- Reading passage:
· · · ·
Seeing the weakness of the administration, the trade union federations swung into action. Transport and electricity workers went on strike in Paris. A vast procession marched to the Place de la République, accompanied by big demonstrations in other major cities, proclaiming that power lay in the street and attacking the man in the Élysée with cries of ‘Goodbye de Gaulle. Goodbye de Gaulle. Goodbye’. The student and labour leaders were in the vanguard, with the politicians of the left well behind.
14 May 1968
Despite the crisis, de Gaulle decided to go ahead with a scheduled visit to Romania; he saw the country, which seemed to be showing some independence from the Soviet Union, as an important element in his policy of breaking down the divisions between East and West. He could hardly allow the students to interfere with his role of the global statesman. But he may also have wanted to be away from a situation he could not control.
As he flew east, workers concerned with pay and conditions rather than freedom went into action, occupying Renault factories and two aviation plants.
15–17 May 1968
In danger of being outflanked by factory floor militants, the CGT had to move into the struggle. Occupations and the sequestration of management added a revolutionary tinge to the movement, evoking echoes of the Popular Front thirty-two years earlier. The most militant areas were at the Renault plant in Boulogne-Billancourt and around Toulouse, Lyons, Grenoble and Nancy, as well as northern coalmines. There were big demonstrations in Le Mans, Clermont-Ferrand and Nantes, where protestors attacked the prefecture. Work stopped at a big shipyard on the Seine. The railways and postal services were affected and broadcasts on the state ORTF network were hit.
There was a clear distinction between the approaches of the two main labour federations involved. Under Communist leadership, the CGT drew a line between workers and students; it stressed the classic demands for improved pay and conditions and made a point of exercising all the control it could over the strikers. Renault workers at Billancourt closed the factory gates against a delegation from the Left Bank. There were scornful jibes about young people from the Sorbonne. They drove to demonstrations in sports cars and wearing cashmere sweaters. The politically independent CFDT, on the other hand, showed an interest in broader social and workplace reform, and had talks with the students.
18–19 May 1968
The president was highly irate when he got back to France – ‘Playtime is over,’ he told ministers who welcomed him at Orly. The authority and dignity of the state had been ridiculed and his efforts over the previous ten years had been undone in five days, he complained. ‘It’s a shambles,’ he exclaimed to Pompidou, who offered to resign. Shrugging his shoulders, de Gaulle replied: ‘No question of that!’
The General ordered that the Sorbonne and the occupied Odéon theatre be cleared immediately. The interior minister, Christian Fouchet, pointed out that this would involve use of firearms. There might be deaths and the unrest would gain a fresh impetus as a result.
Raising his arms in exasperation, de Gaulle conceded that action should be taken only at the Odéon. The Sorbonne could wait. Before the meeting ended, the General gave the information minister, Georges Gorse, a sentence to relay to journalists: ‘La réforme, oui; la chienlit, non’. He meant ‘chienlit’ in its long forgotten eighteenth-century sense of a carnival or masquerade, but the term was unknown to most people, some of whom assumed it meant ‘shit in bed’ – chie en lit. The president had been too erudite by half.
· · · ·
- Work to complete:
1) From the passage on the May 1968 unrest in France, quote the stretch from "There was a" through "with the students.".
2) In the passage on the May 1968 unrest in France, what did de Gaulle tell the ministers who welcomed him at Orly?

[Data entries]
· · · ·
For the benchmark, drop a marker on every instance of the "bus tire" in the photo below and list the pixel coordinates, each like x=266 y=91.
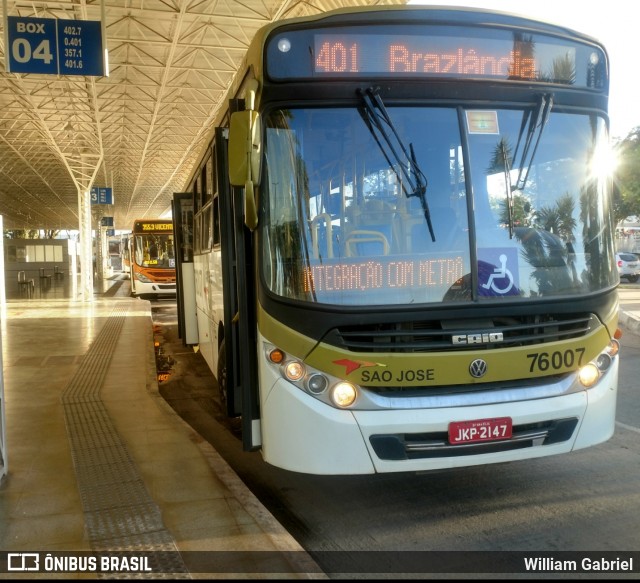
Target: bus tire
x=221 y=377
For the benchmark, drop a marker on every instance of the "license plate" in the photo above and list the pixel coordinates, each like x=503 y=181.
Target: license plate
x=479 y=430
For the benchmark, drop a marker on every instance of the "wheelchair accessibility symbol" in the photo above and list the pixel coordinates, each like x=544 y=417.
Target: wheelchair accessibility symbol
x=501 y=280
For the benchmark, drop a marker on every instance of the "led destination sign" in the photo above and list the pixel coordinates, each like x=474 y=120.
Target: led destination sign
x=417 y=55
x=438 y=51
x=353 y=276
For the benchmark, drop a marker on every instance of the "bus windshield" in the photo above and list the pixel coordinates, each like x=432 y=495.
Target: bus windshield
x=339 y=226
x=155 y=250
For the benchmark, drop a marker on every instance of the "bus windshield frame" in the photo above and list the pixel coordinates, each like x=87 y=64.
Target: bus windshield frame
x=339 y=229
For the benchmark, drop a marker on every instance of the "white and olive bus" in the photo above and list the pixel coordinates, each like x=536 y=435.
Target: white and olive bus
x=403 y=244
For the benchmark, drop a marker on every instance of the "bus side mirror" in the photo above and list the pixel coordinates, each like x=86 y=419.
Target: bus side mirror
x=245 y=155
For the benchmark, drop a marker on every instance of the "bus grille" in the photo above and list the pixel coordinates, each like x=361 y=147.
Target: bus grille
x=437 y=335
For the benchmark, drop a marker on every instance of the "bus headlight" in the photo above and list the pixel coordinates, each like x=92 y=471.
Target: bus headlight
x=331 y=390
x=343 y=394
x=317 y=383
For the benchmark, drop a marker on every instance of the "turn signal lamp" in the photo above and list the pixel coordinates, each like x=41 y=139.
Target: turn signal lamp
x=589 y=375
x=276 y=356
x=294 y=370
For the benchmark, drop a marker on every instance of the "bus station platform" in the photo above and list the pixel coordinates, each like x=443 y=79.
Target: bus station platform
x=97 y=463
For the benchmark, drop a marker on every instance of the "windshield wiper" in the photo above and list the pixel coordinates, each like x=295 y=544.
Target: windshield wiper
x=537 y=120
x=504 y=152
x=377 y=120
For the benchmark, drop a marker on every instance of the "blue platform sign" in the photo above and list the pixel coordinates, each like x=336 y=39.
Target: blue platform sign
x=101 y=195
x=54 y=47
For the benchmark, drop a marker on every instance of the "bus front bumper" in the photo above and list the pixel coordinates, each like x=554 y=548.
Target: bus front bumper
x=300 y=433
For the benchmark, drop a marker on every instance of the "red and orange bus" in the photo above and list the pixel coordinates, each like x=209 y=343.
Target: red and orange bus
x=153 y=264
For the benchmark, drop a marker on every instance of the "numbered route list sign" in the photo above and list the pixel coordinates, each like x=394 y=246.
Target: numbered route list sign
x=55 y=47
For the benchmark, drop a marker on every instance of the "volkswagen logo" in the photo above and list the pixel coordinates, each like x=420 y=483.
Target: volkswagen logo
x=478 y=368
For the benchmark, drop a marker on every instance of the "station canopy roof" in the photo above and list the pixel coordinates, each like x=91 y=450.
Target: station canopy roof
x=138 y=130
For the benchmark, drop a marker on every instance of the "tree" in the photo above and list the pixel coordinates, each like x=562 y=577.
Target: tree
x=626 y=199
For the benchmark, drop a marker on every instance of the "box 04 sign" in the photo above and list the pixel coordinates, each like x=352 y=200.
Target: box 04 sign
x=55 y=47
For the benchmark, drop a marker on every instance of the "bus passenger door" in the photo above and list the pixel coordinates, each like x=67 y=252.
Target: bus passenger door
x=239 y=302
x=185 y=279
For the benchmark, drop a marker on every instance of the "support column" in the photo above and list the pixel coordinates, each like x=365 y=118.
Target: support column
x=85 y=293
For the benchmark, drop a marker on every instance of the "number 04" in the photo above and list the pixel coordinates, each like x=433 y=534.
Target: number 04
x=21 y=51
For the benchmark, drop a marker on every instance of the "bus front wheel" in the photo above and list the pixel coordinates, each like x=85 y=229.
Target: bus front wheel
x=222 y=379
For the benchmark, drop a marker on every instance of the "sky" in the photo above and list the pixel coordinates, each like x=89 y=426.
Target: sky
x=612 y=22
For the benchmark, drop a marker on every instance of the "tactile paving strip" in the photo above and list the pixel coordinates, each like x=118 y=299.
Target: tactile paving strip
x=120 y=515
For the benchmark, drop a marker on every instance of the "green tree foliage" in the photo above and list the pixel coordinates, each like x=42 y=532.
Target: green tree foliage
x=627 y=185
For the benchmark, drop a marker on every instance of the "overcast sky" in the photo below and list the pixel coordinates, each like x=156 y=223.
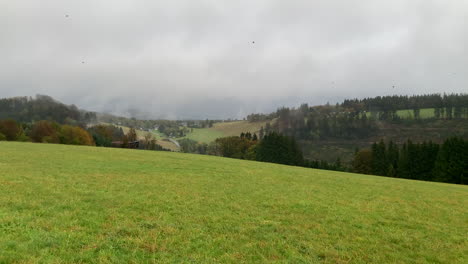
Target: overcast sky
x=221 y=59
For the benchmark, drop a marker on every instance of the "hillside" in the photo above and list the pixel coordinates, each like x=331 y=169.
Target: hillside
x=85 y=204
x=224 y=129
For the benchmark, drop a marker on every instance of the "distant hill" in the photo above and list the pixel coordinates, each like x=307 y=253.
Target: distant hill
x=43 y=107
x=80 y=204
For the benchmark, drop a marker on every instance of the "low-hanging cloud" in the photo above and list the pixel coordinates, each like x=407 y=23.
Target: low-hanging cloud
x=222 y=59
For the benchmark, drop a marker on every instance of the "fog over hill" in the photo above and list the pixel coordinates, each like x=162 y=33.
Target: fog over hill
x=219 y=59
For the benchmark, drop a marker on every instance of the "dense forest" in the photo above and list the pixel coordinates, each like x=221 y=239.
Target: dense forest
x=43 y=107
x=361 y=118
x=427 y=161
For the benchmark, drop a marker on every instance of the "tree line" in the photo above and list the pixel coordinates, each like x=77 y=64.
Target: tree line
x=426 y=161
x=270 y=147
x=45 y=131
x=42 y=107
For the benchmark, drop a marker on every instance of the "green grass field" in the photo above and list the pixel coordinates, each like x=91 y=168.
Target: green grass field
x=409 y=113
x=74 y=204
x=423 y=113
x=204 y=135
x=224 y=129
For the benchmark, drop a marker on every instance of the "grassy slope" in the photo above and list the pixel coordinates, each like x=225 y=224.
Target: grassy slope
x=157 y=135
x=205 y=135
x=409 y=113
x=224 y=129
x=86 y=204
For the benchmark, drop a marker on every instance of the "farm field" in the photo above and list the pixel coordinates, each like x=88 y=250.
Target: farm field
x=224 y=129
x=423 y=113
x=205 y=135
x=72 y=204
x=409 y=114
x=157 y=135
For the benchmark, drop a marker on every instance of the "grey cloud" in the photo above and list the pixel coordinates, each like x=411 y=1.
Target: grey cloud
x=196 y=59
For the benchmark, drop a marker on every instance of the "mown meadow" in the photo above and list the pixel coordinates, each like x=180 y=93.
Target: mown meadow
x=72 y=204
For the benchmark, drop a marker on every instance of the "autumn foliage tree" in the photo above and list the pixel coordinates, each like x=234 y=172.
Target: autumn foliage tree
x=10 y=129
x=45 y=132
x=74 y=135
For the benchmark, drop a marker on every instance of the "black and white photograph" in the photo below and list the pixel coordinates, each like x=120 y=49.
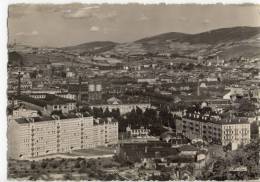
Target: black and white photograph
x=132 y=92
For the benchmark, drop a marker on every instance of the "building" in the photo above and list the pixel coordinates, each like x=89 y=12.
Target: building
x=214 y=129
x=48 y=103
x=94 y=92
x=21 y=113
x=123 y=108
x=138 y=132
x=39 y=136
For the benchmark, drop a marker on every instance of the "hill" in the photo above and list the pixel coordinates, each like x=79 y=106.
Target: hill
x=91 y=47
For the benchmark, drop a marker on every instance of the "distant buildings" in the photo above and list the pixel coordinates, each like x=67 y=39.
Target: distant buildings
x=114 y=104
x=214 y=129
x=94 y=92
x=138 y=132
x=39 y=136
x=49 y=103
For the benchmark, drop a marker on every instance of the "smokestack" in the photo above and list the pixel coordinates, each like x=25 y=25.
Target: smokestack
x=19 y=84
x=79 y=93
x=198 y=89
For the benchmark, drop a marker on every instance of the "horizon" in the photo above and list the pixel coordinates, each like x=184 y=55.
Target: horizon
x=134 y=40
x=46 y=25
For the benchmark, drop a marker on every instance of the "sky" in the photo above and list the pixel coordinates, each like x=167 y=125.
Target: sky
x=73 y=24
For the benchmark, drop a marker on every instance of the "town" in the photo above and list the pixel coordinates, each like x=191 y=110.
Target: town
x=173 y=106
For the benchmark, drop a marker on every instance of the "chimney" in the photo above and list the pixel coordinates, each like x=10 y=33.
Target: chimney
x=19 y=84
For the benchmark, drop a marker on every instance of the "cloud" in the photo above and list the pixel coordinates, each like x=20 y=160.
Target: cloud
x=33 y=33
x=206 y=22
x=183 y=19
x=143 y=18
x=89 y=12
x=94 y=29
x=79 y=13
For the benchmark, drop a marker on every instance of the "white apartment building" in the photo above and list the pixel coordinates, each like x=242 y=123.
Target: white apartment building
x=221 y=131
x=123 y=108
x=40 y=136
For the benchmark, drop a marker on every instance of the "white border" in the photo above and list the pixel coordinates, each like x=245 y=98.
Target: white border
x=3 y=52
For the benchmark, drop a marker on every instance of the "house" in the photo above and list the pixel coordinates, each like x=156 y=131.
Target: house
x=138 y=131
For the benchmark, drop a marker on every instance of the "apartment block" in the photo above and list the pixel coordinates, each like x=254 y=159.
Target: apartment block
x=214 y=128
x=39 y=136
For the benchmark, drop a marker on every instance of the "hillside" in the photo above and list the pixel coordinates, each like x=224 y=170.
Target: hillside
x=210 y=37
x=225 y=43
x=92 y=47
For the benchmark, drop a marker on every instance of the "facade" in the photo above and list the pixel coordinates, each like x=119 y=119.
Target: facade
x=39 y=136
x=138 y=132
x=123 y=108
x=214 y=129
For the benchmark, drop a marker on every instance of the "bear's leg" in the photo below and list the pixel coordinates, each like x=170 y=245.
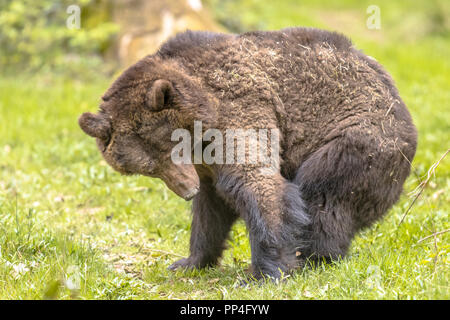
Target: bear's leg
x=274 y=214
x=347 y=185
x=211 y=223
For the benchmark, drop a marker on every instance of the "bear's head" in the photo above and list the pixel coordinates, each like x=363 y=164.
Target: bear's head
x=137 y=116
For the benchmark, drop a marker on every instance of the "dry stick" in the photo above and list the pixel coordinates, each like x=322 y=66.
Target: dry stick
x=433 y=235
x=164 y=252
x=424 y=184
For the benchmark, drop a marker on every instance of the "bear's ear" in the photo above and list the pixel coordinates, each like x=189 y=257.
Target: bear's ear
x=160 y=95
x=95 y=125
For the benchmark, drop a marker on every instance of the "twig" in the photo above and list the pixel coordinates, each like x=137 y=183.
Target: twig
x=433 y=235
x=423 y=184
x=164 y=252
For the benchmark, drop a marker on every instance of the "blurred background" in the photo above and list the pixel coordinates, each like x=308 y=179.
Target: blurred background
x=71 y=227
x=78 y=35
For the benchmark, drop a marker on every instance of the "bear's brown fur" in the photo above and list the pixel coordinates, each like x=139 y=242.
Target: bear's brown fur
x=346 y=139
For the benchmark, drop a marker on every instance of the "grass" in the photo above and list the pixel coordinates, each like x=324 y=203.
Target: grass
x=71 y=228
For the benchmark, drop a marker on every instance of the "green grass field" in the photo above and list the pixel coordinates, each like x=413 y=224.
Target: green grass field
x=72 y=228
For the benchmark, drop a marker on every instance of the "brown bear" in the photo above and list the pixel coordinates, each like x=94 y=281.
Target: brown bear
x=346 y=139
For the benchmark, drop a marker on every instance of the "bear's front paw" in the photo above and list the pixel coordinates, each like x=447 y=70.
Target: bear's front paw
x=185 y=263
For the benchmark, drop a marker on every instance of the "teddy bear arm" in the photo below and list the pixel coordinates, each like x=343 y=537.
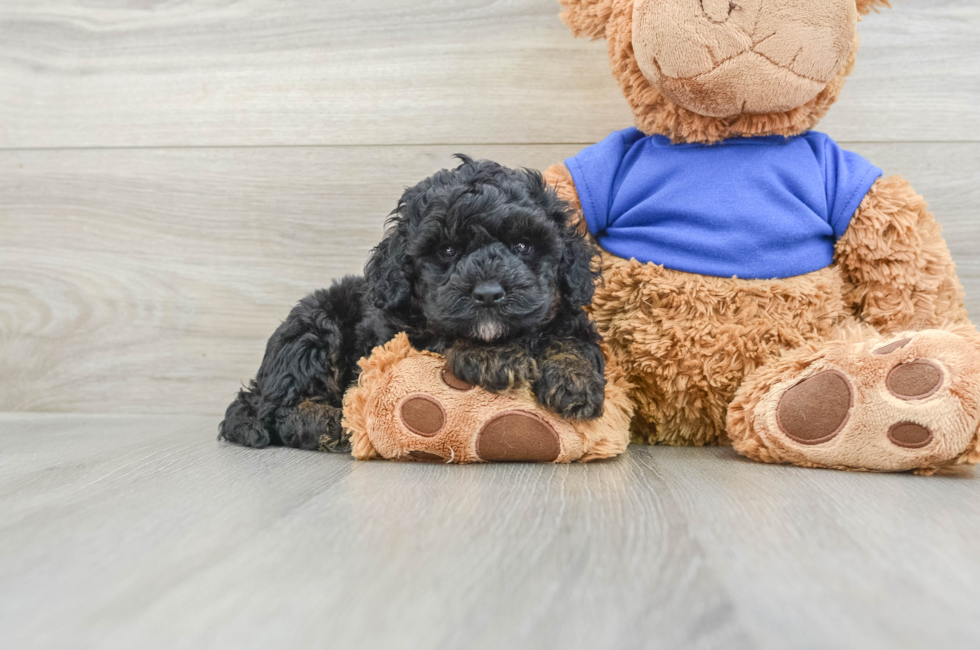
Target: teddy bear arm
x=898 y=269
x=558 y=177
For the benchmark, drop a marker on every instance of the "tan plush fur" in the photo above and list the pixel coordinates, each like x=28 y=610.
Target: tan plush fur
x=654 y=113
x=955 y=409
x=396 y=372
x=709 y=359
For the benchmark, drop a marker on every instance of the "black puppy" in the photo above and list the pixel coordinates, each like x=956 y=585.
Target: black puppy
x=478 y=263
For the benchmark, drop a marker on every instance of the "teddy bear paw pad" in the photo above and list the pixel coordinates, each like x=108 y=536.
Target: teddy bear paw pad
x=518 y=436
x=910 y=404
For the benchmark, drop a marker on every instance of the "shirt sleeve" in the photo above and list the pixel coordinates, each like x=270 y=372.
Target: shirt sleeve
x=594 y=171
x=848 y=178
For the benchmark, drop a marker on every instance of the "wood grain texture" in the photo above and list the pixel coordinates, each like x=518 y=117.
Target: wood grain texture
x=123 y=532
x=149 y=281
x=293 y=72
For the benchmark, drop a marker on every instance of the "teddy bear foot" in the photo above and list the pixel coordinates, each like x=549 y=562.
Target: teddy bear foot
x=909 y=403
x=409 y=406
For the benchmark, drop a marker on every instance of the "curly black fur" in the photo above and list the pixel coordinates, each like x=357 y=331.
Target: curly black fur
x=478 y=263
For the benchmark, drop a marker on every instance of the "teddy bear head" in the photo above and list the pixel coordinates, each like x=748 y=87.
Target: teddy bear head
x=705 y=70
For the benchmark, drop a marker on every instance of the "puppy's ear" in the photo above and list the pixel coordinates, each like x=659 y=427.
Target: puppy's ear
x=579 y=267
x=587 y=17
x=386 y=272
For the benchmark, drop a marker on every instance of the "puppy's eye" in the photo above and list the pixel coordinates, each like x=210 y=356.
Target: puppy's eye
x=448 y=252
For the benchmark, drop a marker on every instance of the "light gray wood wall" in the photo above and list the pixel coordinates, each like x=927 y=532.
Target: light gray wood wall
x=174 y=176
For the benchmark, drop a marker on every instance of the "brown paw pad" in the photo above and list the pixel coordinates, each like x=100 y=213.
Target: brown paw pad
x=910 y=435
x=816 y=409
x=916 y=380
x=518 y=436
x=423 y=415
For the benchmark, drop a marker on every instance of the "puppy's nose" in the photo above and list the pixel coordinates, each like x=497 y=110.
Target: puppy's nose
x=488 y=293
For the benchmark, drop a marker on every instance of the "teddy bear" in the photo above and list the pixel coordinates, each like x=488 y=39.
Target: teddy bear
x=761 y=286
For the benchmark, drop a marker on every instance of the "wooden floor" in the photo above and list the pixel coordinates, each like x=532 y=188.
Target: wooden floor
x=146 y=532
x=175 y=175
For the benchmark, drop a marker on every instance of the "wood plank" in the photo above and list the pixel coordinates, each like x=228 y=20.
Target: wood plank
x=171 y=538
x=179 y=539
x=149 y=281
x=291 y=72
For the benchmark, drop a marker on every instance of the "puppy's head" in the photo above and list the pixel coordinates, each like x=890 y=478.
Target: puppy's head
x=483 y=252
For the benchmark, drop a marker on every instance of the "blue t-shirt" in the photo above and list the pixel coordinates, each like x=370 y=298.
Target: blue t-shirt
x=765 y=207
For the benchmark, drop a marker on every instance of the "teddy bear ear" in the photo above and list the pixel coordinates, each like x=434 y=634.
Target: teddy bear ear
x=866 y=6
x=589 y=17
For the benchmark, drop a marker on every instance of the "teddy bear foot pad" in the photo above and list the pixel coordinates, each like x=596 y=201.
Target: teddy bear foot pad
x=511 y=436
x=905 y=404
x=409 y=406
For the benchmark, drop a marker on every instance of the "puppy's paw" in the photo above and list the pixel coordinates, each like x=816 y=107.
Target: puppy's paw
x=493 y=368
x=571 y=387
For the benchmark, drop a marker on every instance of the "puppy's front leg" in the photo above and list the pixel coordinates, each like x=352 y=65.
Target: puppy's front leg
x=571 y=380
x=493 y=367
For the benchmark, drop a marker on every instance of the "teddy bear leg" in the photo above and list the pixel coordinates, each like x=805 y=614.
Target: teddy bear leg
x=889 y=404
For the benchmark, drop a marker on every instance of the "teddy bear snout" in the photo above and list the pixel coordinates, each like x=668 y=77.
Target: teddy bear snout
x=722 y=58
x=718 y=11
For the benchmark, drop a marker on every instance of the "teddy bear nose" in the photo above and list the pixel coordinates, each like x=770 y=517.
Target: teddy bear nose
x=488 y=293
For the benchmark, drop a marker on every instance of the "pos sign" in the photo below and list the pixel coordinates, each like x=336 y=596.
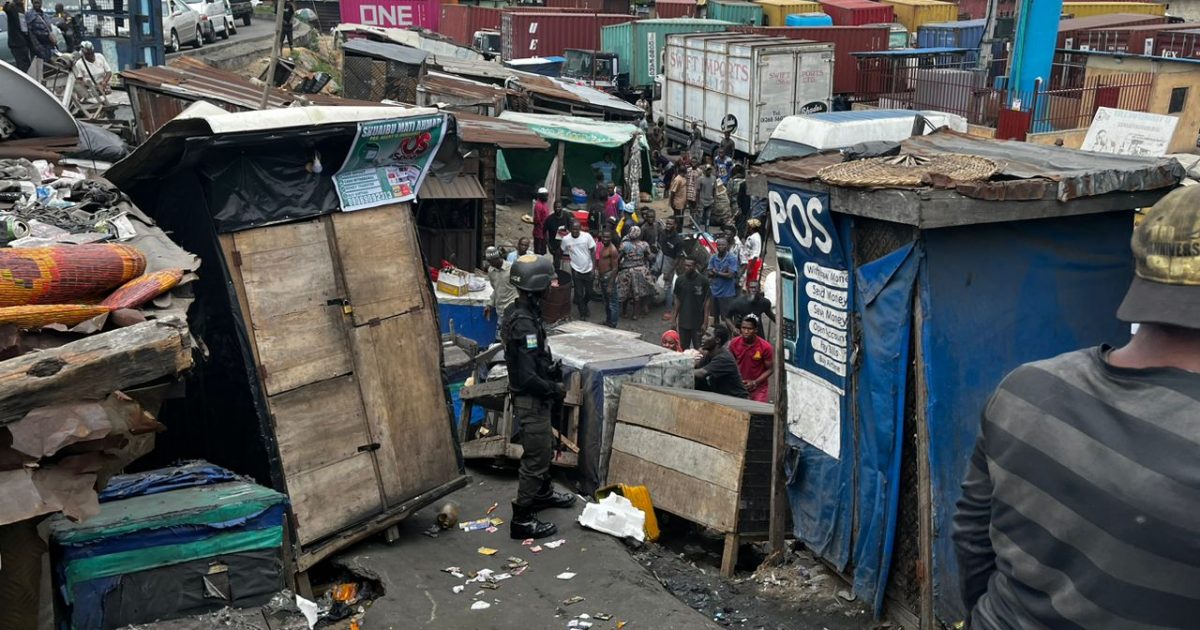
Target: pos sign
· · · ·
- Answers in order:
1)
There was a clear distinction between the approaches of the two main labour federations involved. Under Communist leadership, the CGT drew a line between workers and students; it stressed the classic demands for improved pay and conditions and made a point of exercising all the control it could over the strikers. Renault workers at Billancourt closed the factory gates against a delegation from the Left Bank. There were scornful jibes about young people from the Sorbonne. They drove to demonstrations in sports cars and wearing cashmere sweaters. The politically independent CFDT, on the other hand, showed an interest in broader social and workplace reform, and had talks with the students.

2) He told them, "Playtime is over."